▸ TASKS TO COMPLETE:
1. From the Kon Tum passage, quote word for word the part that opens with the words containing "Kon Tum is a" and closes with "rendered as 崑嵩.".
2. According to the Kon Tum passage, what does "kon" mean in the Bahnar language?

▸ GIVEN PASSAGE:

Former province of Vietnam

Kon Tum is a former province in the Central Highlands region, the Central of Vietnam. It borders Quảng Nam to the north, Gia Lai to the south, Quảng Ngãi to the east, Sekong, Attapeu of Laos and Ratanakiri of Cambodia in the west.

Kon Tum shares borders with Laos and Cambodia. It has an area of 9677.30 km2 and a population of approximately 530,000. The economy is primarily agricultural.

On June 12, 2025, Kon Tum was incorporated into Quảng Ngãi province.

==Name==
The name Kon Tum comes from the name of a village of the Bahnar ethnic group. In the Bahnar language, kon means "village" and tum means "pool". Prior to the adoption of the Vietnamese alphabet in the 1920s, the name was rendered as 崑嵩.

==Administrative divisions==
Kon Tum is subdivided into ten district-level sub-divisions:

| Second Tier subdivisions | Area (km^{2}) | Third Tier subdivisions |  |  |
| Wards | Townships | Communes |
| Kon Tum city | 432.98 | 10 |  | 11 |
| Đắk Glei District | 1495.26 |  | 1 | 11 |
| Đắk Hà District | 844.47 |  | 1 | 10 |
| Đắk Tô District | 509.24 |  | 1 | 8 |
| Ia H'Drai District | 980.13 |  |  | 3 |
| Kon Plông District | 1381.20 |  |  | 9 |
| Kon Rẫy District | 886.60 |  | 1 | 6 |
| Ngọc Hồi District | 824.00 |  | 1 | 7 |
| Sa Thầy District | 1435.22 |  | 1 | 10 |
| Tu Mơ Rông District | 857.18 |  |  | 11 |

They are further subdivided into six commune-level towns (or townlets), 83 communes, and 10 wards.

Items from a data source:
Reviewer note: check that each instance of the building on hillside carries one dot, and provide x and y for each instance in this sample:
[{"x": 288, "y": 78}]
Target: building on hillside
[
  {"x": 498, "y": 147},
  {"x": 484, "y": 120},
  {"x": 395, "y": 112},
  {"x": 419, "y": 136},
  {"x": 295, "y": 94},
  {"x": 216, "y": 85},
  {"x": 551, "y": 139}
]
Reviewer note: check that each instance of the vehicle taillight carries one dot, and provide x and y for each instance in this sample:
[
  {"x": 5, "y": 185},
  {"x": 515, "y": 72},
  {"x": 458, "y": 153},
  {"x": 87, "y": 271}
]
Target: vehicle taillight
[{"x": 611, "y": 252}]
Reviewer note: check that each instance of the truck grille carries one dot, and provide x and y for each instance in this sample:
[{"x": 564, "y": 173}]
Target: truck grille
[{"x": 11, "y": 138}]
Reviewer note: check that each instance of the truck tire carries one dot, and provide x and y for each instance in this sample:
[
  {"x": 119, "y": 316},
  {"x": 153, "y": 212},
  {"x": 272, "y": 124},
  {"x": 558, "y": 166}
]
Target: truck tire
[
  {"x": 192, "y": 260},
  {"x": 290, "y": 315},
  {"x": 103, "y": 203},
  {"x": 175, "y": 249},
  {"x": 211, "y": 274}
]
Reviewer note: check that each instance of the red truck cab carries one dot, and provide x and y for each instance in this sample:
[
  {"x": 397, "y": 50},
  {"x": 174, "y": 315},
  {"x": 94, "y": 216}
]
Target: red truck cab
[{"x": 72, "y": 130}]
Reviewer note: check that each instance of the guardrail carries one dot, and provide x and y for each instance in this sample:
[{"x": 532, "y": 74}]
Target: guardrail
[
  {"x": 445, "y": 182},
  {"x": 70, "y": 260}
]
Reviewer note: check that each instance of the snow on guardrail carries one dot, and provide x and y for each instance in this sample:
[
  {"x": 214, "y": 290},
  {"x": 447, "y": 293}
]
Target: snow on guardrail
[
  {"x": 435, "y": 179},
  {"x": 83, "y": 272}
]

▸ PER-TASK OUTPUTS:
1.
Kon Tum is a former province in the Central Highlands region, the Central of Vietnam. It borders Quảng Nam to the north, Gia Lai to the south, Quảng Ngãi to the east, Sekong, Attapeu of Laos and Ratanakiri of Cambodia in the west.

Kon Tum shares borders with Laos and Cambodia. It has an area of 9677.30 km2 and a population of approximately 530,000. The economy is primarily agricultural.

On June 12, 2025, Kon Tum was incorporated into Quảng Ngãi province.

==Name==
The name Kon Tum comes from the name of a village of the Bahnar ethnic group. In the Bahnar language, kon means "village" and tum means "pool". Prior to the adoption of the Vietnamese alphabet in the 1920s, the name was rendered as 崑嵩.

2. Village